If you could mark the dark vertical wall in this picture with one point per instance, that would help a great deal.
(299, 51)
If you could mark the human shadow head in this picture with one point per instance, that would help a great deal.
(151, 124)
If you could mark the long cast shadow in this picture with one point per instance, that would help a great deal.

========

Given task:
Can you reproduce every line of the material above, requests included, scaling each point coordinate by 1.5 and rounding to a whole number, with halves rounded up?

Completed exercise:
If you could mark the dark vertical wall in this picture with one point per instance, that would help a great deal.
(449, 77)
If you could mark the human shadow head in this picture with one point per instance, that would help a great deal.
(227, 186)
If you could mark the long cast shadow in this picture with one point per instance, that would help a great deal.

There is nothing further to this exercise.